[Data entries]
╭──

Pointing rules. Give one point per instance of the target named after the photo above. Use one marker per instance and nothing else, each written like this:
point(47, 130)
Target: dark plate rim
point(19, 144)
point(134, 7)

╰──

> **What needs to be done**
All entries must be repeated verbatim.

> **Answer to this exercise**
Pointing rules. Give one point per instance of the target named after the photo above. Use one marker per instance and nothing else, each written like this:
point(47, 130)
Target: dark plate rim
point(19, 144)
point(134, 7)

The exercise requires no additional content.